Description john stultz 2004-04-19 09:32:11 UTC
As reported on lkml by niclas.gustafsson@codesense.com 
 
Hardware Environment: IBM x305 
Software Environment: Linux 2.6.5 kernel 
Problem Description: 
After running for a while (~12-24 hours) time seemingly stops/slows to a 
crawl, jiffies is incremented very slowly and the following is output into 
dmesg. 
	Losing too many ticks! 
	TSC cannot be used as a timesource. <4> Possible reasons for this are: 
	   You're running with Speedstep, 
	   You don't have DMA enabled for your hard disk (see hdparm), 
	   Incorrect TSC synchronization on an SMP system (see dmesg). 
 
Steps to reproduce: 
1. Boot 2.6.5 on IBM x305 
2. watch time of day 
3. wait 24 hours
Comment 1 john stultz 2004-04-19 09:36:23 UTC
I've reproduced this issue in our labs. It seems that after 12-24 hours, the 
PIT suddenly stops sending interrupts at HZ frequency, and instead drops to 
something like once every 2 seconds. The TSC time source code sees this drop 
and assume's its running on a cpufreq changing cpu, dropping back to the PIT 
as a timesource.  
 
In my tests, once we fall back to the PIT, after some period of time the PIT 
returns to sending interrupts at HZ frequency. So it looks like the issue is 
somewhat spurratic. Possibly BIOS SMM/SMI related. 
Comment 2 john stultz 2004-04-19 09:38:50 UTC
Created attachment 2626 [details]
Proposed fix by Maciej W. Rozycki

Email message and patch sent to lkml by Maciej W. Rozycki with a proposed fix
(currently under testing).
Comment 3 john stultz 2004-04-20 14:02:15 UTC
Maciej's fix appears to resolve the issue (according to original bug reporter 
and also verified in the lab here). I'm following up with IBM hardware folks 
to see if we can get a BIOS fix for the issue as well. Maciej's workaround 
needs to be propagated into mainline and distros to handle existing systems w/ 
this issue. 
Comment 4 john stultz 2004-06-28 16:54:59 UTC
*** Bug 2964 has been marked as a duplicate of this bug. ***
Comment 5 Fabien Chevalier 2004-07-22 11:32:01 UTC
Hi,

We have one system (firewall) affected by this issue (x305, Linux 2.6.3). This
makes our system hang or iptables hash tables to get full so that the firewall
doesn't accept any new network connection. Quite funny for a firewall, to have
"DROP ALL" as only policy, no ? ;-)

Do you have any news about the x305 firmware fix?
The latest release seams to be 1.65, out in feb 2004, and doesn't contain the fix.

> _STATED GOAL A_: Reproduce the bug report word for word, starting with "In my tests, once" and going on through "BIOS SMM/SMI related.".
> _STATED GOAL B_:
Answer these questions from the bug report:
(i) What hardware environment does the report give?
(ii) How often does the PIT send interrupts after it stops sending them at HZ frequency?
(iii) Which x305 firmware release is called the latest, and when did it come out?
None of the entries is needed for this work.

Segmentation dataset entries:
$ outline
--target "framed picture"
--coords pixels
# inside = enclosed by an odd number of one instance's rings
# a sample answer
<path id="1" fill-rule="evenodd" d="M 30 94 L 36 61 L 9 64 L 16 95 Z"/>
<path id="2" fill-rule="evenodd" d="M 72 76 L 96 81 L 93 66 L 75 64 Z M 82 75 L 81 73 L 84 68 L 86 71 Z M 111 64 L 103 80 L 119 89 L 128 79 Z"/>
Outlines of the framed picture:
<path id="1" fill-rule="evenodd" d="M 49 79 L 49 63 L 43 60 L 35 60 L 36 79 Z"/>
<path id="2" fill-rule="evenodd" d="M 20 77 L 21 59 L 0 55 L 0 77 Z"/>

> _TASK RESULT A_:
In my tests, once we fall back to the PIT, after some period of time the PIT 
returns to sending interrupts at HZ frequency. So it looks like the issue is 
somewhat spurratic. Possibly BIOS SMM/SMI related.

> _TASK RESULT B_:
(i) IBM x305
(ii) Something like once every 2 seconds
(iii) Release 1.65, out in February 2004